◆ **Text block**:
:::
For golden rice, that leaves a complex web of opposition that goes beyond health and safety concerns that GMO proponents argue have no foundation in science.

For example, initially Indian opponents of GMOs used some cocktail-napkin math to claim poor women would have to eat seven to nine kilograms of rice per day to get the benefits that golden rice advocates promised. When researchers created new varieties to deliver more betacarotene, their opponents moved the goalposts, introducing the problem of too much Vitamin A — which can reach toxic levels through supplements, but not from the body’s conversion of betacarotene.

Simultaneously, critics question whether the poor people targeted by the program have the reserves of body fat needed to absorb and process a micronutrient like betacarotene into Vitamin A. Moreover, they argue that pushing a “monoculture” that would reduce the biodiversity of rice might put India at risk of an ecological disaster like the Irish potato famine — in which a potato blight killed around a million people dependent on a single staple crop for food.
:::
◆ **Source information**:
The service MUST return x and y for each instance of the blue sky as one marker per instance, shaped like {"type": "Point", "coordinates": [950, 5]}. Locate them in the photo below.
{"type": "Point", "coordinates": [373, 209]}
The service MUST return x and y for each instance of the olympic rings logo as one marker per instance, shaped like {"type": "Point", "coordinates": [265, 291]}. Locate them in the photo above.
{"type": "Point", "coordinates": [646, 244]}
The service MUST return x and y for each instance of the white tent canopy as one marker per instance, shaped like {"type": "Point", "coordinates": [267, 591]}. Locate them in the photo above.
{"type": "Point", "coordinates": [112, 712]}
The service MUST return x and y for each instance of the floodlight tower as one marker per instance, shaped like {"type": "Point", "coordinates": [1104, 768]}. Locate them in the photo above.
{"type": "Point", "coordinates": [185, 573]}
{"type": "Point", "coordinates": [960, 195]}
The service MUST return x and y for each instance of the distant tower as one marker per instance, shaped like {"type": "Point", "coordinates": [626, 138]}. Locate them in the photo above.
:::
◆ **Instructions**:
- A) Reproduce the golden rice passage word for word, from "For golden rice, that" up to and including "conversion of betacarotene.".
- B) In the golden rice passage, about how many people did the potato blight in the Irish potato famine kill?
- C) Continue the golden rice passage from its last sentence.
The lines stand apart from the golden rice passage and are separate material.

◆ **Responses to the tasks**:
- A)
For golden rice, that leaves a complex web of opposition that goes beyond health and safety concerns that GMO proponents argue have no foundation in science.

For example, initially Indian opponents of GMOs used some cocktail-napkin math to claim poor women would have to eat seven to nine kilograms of rice per day to get the benefits that golden rice advocates promised. When researchers created new varieties to deliver more betacarotene, their opponents moved the goalposts, introducing the problem of too much Vitamin A — which can reach toxic levels through supplements, but not from the body’s conversion of betacarotene.

- B) Around a million people.

- C)
“We are faced with what happened during the potato famine at any time,” said Sharma, in a characteristic example of the activist reaction to technology-based solutions. “It can happen in the case of rice. The narrower the genetic base, the greater the problems you are facing.”

That’s an alarmist view. Despite decades of industrialized agriculture around the world, there has been no event similar to the potato famine since the 19th century.

However, some farmers and health workers in India and other countries have noted detrimental effects from the so-called monocultures brought about by the introduction of high-yield hybrids — particularly during India’s green revolution.

In the Garwhal region of the Himalayas, for instance, activists from Beej Bachao Andolan (Seed Savers) re-introduced indigenous strains of rice after a drought decimated the green revolution’s high-yield hybrids. And in the breadbasket region of Haryana and Punjab, environmental groups allege that high rates of certain cancers are the result of the massive doses of chemical fertilizers and pesticides required for green revolution crops.

That means that, at least in India, golden rice could face a long wait.

“It’s still in the advanced research stage,” said Rao. “We want to determine by the end of the year whether we are ready to enter the regulatory approval phase, through field trials. So we are scheduled for a major review in the next month.”